Supplied records =>
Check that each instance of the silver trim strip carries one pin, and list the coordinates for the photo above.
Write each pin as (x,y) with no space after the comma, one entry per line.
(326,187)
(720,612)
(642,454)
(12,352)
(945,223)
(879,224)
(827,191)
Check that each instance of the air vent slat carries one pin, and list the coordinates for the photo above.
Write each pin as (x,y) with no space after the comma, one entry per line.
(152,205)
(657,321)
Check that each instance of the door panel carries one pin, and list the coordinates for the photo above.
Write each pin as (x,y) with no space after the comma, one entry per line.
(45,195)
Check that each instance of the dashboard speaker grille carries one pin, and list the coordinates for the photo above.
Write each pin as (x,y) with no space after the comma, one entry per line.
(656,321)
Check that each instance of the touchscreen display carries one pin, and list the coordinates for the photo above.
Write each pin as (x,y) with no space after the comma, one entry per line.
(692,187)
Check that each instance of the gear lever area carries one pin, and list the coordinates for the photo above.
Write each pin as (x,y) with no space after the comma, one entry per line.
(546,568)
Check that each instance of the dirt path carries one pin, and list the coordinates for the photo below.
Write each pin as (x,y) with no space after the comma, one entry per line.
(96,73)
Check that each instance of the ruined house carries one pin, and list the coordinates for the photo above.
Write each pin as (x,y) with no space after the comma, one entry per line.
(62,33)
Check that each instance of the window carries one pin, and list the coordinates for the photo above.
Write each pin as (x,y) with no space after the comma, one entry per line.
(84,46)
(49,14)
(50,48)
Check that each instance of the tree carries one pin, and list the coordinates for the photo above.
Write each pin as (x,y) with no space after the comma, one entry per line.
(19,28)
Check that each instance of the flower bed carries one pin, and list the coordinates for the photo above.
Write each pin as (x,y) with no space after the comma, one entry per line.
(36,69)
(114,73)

Directions => Echo the data word for word, from the line containing "Check that each instance of the dirt" up to and including the last line of the data.

Problem solution =>
Check that each instance of the dirt path carries one pin, and list the coordinates for the photo below.
Write each pin as (x,y) with no space after the comma, one entry per line.
(96,73)
Check that each instance of the ruined house carries one pin, and list the coordinates for the photo above.
Write each pin as (x,y) with no space after the comma, one entry per line.
(62,33)
Check that each instance of the window carries one pin, and list the coordinates for the photo above.
Write each pin as (x,y) with no space after the comma, one entry per line.
(84,46)
(49,14)
(50,48)
Check that each instance of the tree carries one pin, and list the coordinates for the photo above.
Write each pin as (x,y) with no space after the comma, one entry per line.
(19,28)
Check that each instance of the flower bed carries one pin, and list the coordinates for the photo above.
Write each pin as (x,y) with no space after the comma, one entry per line.
(36,69)
(114,73)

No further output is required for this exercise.